— Start Dataset content —

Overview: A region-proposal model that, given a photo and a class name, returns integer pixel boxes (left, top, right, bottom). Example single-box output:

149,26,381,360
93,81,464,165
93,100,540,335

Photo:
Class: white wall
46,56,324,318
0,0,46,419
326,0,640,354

— End Dataset content —

## Task to complete
Rewrite the records above with "white wall" changed to "painted wall", leaving every other line unchanged.

## Problem solution
Overview: A region-proposal model that, given a photo and a class name, returns integer pixel boxes (left, top, right, bottom). Example single-box output:

149,26,381,360
93,81,464,165
93,100,540,335

Photo:
Class: painted wall
46,56,324,318
0,0,46,419
326,0,640,354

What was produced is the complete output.